§ Task to carry out
Copy out every one of the items below word for word, changing nothing.

§ Data shown
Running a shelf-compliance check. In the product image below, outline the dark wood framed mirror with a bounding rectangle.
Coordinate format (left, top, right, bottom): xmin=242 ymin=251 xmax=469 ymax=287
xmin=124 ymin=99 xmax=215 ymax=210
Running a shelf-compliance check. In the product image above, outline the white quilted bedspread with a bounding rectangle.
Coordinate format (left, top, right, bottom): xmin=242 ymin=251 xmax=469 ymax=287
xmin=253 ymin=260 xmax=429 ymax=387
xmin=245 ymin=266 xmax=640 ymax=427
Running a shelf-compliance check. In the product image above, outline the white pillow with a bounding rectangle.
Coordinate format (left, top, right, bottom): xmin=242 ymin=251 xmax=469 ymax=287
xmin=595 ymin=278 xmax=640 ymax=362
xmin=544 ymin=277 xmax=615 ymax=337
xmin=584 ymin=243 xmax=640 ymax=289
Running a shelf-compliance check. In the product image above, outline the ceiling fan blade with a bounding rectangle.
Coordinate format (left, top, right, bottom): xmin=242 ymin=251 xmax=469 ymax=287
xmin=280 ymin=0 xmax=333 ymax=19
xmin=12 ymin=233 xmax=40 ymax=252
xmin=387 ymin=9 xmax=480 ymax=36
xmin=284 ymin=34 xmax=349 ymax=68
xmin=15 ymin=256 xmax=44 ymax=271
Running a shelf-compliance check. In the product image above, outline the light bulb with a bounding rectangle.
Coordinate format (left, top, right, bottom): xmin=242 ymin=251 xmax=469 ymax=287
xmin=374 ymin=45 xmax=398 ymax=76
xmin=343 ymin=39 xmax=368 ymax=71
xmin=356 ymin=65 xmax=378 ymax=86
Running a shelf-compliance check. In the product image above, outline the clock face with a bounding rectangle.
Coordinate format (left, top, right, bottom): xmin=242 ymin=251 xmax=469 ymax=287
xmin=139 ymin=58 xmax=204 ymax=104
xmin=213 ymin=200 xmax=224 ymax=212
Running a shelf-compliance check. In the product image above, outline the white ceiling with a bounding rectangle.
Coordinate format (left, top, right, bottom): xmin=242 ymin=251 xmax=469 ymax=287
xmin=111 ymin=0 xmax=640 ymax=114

§ Worked answer
Running a shelf-compliance check. In the product image below, outline the dark wood framed mirror with a bounding rectangle.
Coordinate format (left, top, right, bottom): xmin=242 ymin=251 xmax=469 ymax=287
xmin=124 ymin=99 xmax=215 ymax=210
Running a shelf-compliance check. In the product image above, outline the white quilted bedspread with a bounding rectangle.
Coordinate format (left, top, right, bottom): xmin=242 ymin=251 xmax=469 ymax=287
xmin=253 ymin=260 xmax=429 ymax=387
xmin=245 ymin=266 xmax=640 ymax=427
Running a shelf-compliance check. In the product image above, outline the white pillow with a bounding rectangle.
Coordinate format (left, top, right, bottom): xmin=242 ymin=251 xmax=469 ymax=287
xmin=595 ymin=278 xmax=640 ymax=362
xmin=544 ymin=277 xmax=615 ymax=337
xmin=584 ymin=243 xmax=640 ymax=289
Running a shelf-compliance check. In the product image above, outline the ceiling fan blade with a bounding rectangle.
Coordinate format (left, top, right, bottom): xmin=242 ymin=251 xmax=469 ymax=287
xmin=280 ymin=0 xmax=333 ymax=19
xmin=12 ymin=233 xmax=40 ymax=252
xmin=387 ymin=9 xmax=480 ymax=36
xmin=284 ymin=34 xmax=349 ymax=68
xmin=15 ymin=256 xmax=44 ymax=271
Running a shelf-compliance check. In the product image above, outline the light bulb with a bounding rectangle.
Coordinate format (left, top, right, bottom): xmin=242 ymin=251 xmax=469 ymax=287
xmin=374 ymin=45 xmax=398 ymax=76
xmin=343 ymin=39 xmax=368 ymax=71
xmin=356 ymin=65 xmax=378 ymax=86
Running a shelf-compliance check. In the product image above, outline the clock face with a bounding rectangle.
Coordinate format (left, top, right, bottom): xmin=242 ymin=251 xmax=469 ymax=287
xmin=139 ymin=58 xmax=204 ymax=104
xmin=213 ymin=200 xmax=224 ymax=212
Running a shelf-compliance check. In the product image above, outline the white ceiling with a bounding rectangle.
Coordinate format (left, top, right, bottom): xmin=242 ymin=251 xmax=469 ymax=287
xmin=111 ymin=0 xmax=640 ymax=114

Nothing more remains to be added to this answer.